SELECTION:

Webb v. United States - Response (GVR)

Docket Number
No. 98-1280
Supreme Court Term
1998 Term
Type
Petition Stage Response
Court Level
Supreme Court

No. 98-1280


In the Supreme Court of the United States

OCTOBER TERM, 1998



EARL ANTHONY WEBB, PETITIONER

v.

UNITED STATES OF AMERICA



ON PETITION FOR A WRIT OF CERTIORARI
TO THE UNITED STATES COURT OF APPEALS
FOR THE SIXTH CIRCUIT



BRIEF FOR THE UNITED STATES



SETH P. WAXMAN
Solicitor General
Counsel of Record
JAMES K. ROBINSON
Assistant Attorney General
JOSEPH C. WYDERKO
Attorney
Department of Justice
Washington, D.C. 20530-0001
(202) 514-2217

QUESTION PRESENTED
Federal Rule of Appellate Procedure 3(c)(1) provides that a "notice of appeal must," among other things, "name the court to which the appeal is taken." The question presented is:

Whether the court of appeals erred in dismissing petitioner's appeal because of his failure to designate in his notice of appeal the court to which he was appealing, where other information in the notice adequately identified the appellate court.



In the Supreme Court of the United States

OCTOBER TERM, 1998



No. 98-1280

EARL ANTHONY WEBB, PETITIONER

v.

UNITED STATES OF AMERICA



ON PETITION FOR A WRIT OF CERTIORARI
TO THE UNITED STATES COURT OF APPEALS
FOR THE SIXTH CIRCUIT



BRIEF FOR THE UNITED STATES


OPINION BELOW
The opinion of the court of appeals (Pet. App. 1a-6a) is reported at 157 F.3d 451.
JURISDICTION
The court of appeals entered its judgment on October 1, 1998. On December 23, 1998, Justice Stevens extended the time for filing a petition for a writ of certiorari to and including February 19, 1999, and the petition was filed on February 10, 1999. The jurisdiction of this Court is invoked under 28 U.S.C. 1254(1).
STATEMENT
After entering a guilty plea in the United States District Court for the Eastern District of Michigan, petitioner was convicted of one count of conspiracy to distribute cocaine, in violation of 21 U.S.C. 846. He was sentenced to 360 months' imprisonment. Pet. App. 2a, 8a.
1. In February 1995, petitioner and six co-defendants were indicted for conspiring to distribute cocaine. After a jury was impaneled, two of petitioner's co-defendants decided to plead guilty. In light of that development, petitioner and the remaining co-defendants also pleaded guilty. Pet. App. 2a. The following day, petitioner wrote a letter to the district court, on behalf of himself and two co-defendants, stating that their pleas were entered as a result of pressure and asking to withdraw them. After a hearing, the district court found no adequate reason to allow petitioner to withdraw his plea and accordingly denied petitioner's motion. Ibid.

TASK REQUIREMENTS: Pick up the government's brief in Webb v. United States after its last sentence and carry it forward.

SUPPLIED INFORMATION:
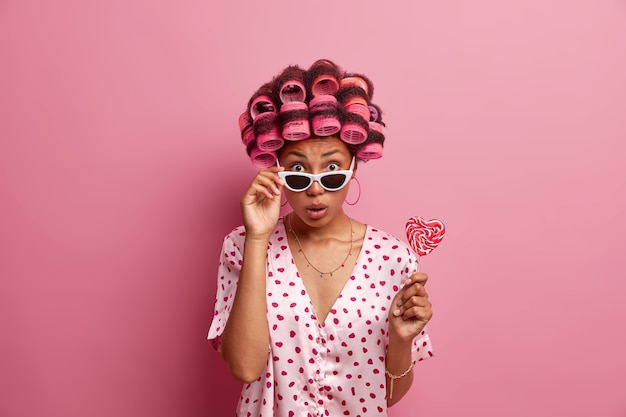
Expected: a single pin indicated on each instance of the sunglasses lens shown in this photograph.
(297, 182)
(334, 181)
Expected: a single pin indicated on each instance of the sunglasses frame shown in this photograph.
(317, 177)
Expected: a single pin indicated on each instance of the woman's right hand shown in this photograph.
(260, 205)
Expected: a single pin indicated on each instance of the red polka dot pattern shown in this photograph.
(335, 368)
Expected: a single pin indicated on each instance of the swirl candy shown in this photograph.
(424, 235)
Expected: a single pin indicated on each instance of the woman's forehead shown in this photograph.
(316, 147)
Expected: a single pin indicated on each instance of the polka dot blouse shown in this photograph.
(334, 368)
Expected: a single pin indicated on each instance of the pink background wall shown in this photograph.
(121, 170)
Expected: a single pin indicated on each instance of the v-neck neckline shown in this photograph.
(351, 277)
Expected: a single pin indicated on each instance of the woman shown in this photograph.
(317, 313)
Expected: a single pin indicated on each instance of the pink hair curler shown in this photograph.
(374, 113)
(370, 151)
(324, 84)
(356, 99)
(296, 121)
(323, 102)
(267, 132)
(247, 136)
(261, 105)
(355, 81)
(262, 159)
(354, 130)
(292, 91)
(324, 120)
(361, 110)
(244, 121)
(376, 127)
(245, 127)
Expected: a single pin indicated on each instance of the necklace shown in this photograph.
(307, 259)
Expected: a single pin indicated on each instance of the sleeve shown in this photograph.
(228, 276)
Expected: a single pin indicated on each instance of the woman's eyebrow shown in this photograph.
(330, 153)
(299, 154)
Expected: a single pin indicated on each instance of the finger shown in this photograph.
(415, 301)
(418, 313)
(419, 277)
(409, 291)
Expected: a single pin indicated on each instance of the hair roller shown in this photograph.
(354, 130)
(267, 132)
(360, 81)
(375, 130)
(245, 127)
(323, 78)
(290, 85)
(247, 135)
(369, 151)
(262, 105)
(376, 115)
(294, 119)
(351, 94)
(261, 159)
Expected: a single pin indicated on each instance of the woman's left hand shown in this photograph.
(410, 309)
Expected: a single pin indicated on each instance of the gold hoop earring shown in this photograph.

--

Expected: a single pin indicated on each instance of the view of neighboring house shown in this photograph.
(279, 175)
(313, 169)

...

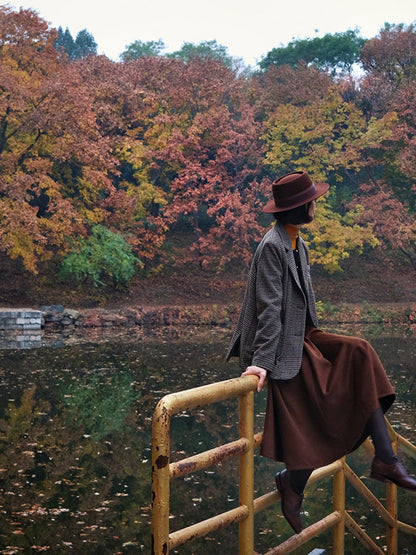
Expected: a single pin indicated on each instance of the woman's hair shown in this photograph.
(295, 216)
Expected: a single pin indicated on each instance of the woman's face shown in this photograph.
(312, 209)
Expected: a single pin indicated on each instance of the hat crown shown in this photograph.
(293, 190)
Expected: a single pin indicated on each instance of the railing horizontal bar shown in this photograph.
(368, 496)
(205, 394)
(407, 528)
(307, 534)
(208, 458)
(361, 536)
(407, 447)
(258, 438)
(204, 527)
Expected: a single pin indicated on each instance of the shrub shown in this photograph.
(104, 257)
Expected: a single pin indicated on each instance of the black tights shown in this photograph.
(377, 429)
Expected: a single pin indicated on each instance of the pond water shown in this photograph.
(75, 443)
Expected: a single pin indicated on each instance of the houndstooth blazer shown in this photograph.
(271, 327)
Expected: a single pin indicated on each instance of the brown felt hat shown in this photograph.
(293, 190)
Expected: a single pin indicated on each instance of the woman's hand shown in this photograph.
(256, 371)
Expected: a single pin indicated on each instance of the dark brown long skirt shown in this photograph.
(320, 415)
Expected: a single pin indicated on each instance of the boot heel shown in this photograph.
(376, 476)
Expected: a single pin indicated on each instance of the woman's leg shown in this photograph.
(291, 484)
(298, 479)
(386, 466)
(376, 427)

OUTPUT BELOW:
Petitioner filed a timely notice of appeal in the district court that had entered the conviction, in which he "[gave] notice of the appeal of his final conviction and sentence entered of record on January 9, 1997." Pet. App. 3a, 9a. Petitioner's notice of appeal did not name the court to which the appeal was taken. Ibid. It did, however, identify the district court from which the appeal was taken and the presiding judge, and it also provided the criminal-case docket number. Id. at 9a.
2. The court of appeals dismissed petitioner's appeal for lack of jurisdiction. Pet. App. 1a-6a. The court initially noted that "the district court's refusal to allow [petitioner] to withdraw his guilty plea did not constitute an abuse of discretion" and that the court of appeals had been "prepared * * * to affirm the judgment of the district court on that basis." Id. at 3a. The court held, however, that it lacked jurisdiction over petitioner's appeal. The court noted that Rule 3(c) of the Federal Rules of Appellate Procedure "requires that a notice of appeal * * * name the court to which the party or parties are appealing," Pet. App. 5a (emphasis omitted), and that the Rule's requirements were "jurisdictional in nature," id. at 4a (quoting Smith v. Barry, 502 U.S. 244, 248 (1992)). Because petitioner's notice of appeal "neglect[ed] to name the court to which his appeal [was] taken as required under Rule 3(c)," the court concluded that the notice "failed to confer jurisdiction upon this court, notwithstanding any absence of prejudice to the government." Id. at 6a.
3. On January 21, 1999, the Sixth Circuit granted rehearing en banc in Dillon v. United States, No. 97-3138, to reconsider whether a prospective appellant's failure to identify the appropriate court of appeals by name in his notice of appeal automatically deprives the appellate court of jurisdiction.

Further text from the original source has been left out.